- TASK DESCRIPTION
If a line below contains the string "long", return that line.
──────── GIVEN DATA
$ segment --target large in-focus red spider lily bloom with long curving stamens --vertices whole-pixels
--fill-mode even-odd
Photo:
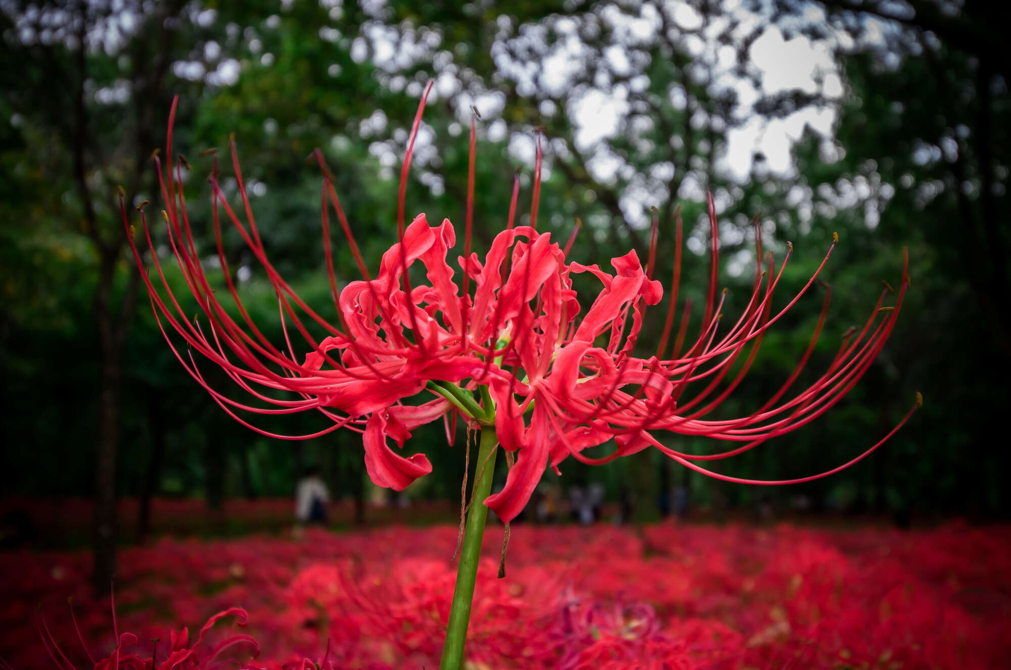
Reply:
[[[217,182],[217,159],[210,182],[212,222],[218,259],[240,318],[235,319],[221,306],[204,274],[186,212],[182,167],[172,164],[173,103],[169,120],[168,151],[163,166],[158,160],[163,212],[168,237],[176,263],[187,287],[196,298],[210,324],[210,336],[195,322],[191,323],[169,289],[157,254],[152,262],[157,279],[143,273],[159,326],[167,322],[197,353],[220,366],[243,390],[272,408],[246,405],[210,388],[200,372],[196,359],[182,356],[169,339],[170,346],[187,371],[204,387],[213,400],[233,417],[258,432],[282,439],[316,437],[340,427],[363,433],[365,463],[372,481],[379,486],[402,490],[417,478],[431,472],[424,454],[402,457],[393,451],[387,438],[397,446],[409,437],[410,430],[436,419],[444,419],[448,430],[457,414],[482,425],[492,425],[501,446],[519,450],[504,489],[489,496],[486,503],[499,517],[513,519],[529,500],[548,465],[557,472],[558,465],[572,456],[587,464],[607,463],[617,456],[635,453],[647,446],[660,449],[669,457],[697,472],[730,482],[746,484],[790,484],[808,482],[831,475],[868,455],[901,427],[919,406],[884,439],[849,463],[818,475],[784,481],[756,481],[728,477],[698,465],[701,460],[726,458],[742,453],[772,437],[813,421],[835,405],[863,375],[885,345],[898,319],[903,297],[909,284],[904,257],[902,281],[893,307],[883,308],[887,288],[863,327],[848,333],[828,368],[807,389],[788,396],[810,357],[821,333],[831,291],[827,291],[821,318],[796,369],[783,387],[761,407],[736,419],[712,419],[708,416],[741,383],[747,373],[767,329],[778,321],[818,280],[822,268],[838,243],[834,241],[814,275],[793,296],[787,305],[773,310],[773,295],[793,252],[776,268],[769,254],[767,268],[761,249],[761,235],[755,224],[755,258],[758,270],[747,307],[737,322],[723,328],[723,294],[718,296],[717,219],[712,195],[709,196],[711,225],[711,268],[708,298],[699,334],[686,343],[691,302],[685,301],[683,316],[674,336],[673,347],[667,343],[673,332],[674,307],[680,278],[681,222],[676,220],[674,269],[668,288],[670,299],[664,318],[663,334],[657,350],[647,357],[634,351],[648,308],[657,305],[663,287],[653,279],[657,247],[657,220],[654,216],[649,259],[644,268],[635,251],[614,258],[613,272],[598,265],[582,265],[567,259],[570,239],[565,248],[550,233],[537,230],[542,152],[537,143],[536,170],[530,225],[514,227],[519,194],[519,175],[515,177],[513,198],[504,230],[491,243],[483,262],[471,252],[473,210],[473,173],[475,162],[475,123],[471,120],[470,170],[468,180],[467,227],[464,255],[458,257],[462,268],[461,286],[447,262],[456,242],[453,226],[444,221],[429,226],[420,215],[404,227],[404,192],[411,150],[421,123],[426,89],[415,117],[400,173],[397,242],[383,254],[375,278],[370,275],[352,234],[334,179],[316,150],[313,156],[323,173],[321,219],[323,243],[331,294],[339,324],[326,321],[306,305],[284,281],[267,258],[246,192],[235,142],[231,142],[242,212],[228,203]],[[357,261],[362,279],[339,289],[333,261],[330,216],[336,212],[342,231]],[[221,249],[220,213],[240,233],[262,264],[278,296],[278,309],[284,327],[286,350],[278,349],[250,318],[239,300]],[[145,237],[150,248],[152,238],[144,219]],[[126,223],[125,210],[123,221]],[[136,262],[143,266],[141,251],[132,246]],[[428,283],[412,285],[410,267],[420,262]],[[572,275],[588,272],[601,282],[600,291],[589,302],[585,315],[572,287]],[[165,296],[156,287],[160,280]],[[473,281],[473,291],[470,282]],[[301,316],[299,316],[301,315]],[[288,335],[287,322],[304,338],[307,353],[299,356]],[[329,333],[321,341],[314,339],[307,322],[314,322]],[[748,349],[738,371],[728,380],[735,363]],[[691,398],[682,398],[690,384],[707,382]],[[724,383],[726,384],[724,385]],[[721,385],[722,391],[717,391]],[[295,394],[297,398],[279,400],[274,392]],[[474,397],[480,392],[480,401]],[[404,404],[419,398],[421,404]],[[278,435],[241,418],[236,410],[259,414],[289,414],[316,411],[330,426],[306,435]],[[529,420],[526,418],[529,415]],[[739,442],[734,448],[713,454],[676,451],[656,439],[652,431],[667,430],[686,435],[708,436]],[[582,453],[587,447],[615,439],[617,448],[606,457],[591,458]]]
────────────────
──────── GIVEN DATA
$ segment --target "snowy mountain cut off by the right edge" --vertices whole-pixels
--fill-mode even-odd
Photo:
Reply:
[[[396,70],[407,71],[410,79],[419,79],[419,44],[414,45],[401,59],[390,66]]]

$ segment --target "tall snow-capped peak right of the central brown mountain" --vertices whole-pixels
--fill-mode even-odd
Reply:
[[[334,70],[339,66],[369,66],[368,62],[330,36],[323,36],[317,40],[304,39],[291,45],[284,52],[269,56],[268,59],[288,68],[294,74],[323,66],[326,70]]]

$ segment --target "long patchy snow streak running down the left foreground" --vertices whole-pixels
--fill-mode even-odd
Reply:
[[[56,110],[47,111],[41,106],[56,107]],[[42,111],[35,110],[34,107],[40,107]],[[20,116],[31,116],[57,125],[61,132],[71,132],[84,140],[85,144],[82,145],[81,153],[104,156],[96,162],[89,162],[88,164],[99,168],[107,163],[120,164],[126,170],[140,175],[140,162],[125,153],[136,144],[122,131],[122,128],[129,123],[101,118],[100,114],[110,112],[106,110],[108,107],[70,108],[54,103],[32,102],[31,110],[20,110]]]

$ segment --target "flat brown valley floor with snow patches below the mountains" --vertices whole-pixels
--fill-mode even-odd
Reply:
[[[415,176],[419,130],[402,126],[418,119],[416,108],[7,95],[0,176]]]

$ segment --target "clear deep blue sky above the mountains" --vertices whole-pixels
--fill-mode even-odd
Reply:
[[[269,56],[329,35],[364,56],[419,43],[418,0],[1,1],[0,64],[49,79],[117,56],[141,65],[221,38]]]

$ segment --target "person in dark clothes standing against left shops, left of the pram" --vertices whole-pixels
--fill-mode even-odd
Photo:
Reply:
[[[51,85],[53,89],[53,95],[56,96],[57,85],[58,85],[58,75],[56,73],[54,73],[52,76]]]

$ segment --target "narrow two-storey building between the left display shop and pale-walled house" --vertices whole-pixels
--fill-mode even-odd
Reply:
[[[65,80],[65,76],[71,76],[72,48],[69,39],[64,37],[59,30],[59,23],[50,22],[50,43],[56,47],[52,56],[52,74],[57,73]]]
────────────────
- OUTPUT OF THE EXERCISE
$ segment --target large in-focus red spider lily bloom with long curving stamens --vertices whole-pixels
$ segment --target "long patchy snow streak running down the left foreground" --vertices whole-pixels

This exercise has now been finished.